(EXTRACTED RECORDS Opens)

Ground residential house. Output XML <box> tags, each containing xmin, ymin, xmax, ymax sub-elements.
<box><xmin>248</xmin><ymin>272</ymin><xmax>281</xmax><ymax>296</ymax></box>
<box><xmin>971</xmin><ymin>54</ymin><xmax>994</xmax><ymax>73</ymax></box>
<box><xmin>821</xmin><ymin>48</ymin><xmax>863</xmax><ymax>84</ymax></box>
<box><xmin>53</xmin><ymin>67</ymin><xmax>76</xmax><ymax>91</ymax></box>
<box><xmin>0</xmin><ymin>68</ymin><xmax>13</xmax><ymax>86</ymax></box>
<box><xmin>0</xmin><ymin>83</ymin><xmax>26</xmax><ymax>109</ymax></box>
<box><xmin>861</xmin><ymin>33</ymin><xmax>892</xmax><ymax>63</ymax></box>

(EXTRACTED RECORDS Closes)

■ TASK REQUIREMENTS:
A word-for-word repeat of the full data is needed.

■ ANSWER TO THIS PROBLEM:
Ground residential house. Output XML <box> tags, each containing xmin, ymin, xmax, ymax sub-elements.
<box><xmin>248</xmin><ymin>272</ymin><xmax>281</xmax><ymax>296</ymax></box>
<box><xmin>971</xmin><ymin>54</ymin><xmax>994</xmax><ymax>73</ymax></box>
<box><xmin>821</xmin><ymin>48</ymin><xmax>863</xmax><ymax>84</ymax></box>
<box><xmin>53</xmin><ymin>67</ymin><xmax>76</xmax><ymax>91</ymax></box>
<box><xmin>0</xmin><ymin>68</ymin><xmax>13</xmax><ymax>86</ymax></box>
<box><xmin>0</xmin><ymin>83</ymin><xmax>26</xmax><ymax>109</ymax></box>
<box><xmin>861</xmin><ymin>33</ymin><xmax>892</xmax><ymax>63</ymax></box>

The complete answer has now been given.